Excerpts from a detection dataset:
◆ ◆ ◆
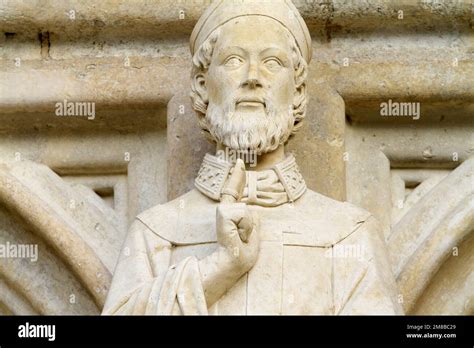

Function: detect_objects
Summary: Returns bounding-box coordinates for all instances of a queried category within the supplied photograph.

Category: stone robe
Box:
[103,190,402,315]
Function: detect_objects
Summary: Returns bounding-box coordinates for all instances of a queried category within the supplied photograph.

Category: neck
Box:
[216,144,285,171]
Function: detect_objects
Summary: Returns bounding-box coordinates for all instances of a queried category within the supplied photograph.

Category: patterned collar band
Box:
[194,154,306,207]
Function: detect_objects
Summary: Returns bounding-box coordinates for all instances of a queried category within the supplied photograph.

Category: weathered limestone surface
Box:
[0,0,474,314]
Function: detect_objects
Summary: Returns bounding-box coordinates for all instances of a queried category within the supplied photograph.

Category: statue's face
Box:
[205,16,295,154]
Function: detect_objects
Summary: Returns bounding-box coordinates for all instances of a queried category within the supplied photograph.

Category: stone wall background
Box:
[0,0,474,314]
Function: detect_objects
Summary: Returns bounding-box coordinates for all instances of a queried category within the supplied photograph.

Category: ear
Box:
[293,83,306,110]
[193,72,209,104]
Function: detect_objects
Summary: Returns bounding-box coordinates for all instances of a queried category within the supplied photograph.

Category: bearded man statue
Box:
◆ ◆ ◆
• Stated exercise: Rewrite the lines from the beginning of the material through the line containing "[103,190,402,315]" as a numbered list, skipping blank lines. Leave the pictures out of the answer.

• Final result:
1. Function: detect_objects
2. Summary: Returns bounding-box coordinates for all instances of a queried category within the supplied photograph.
3. Category: stone robe
4. Box:
5. [103,190,402,315]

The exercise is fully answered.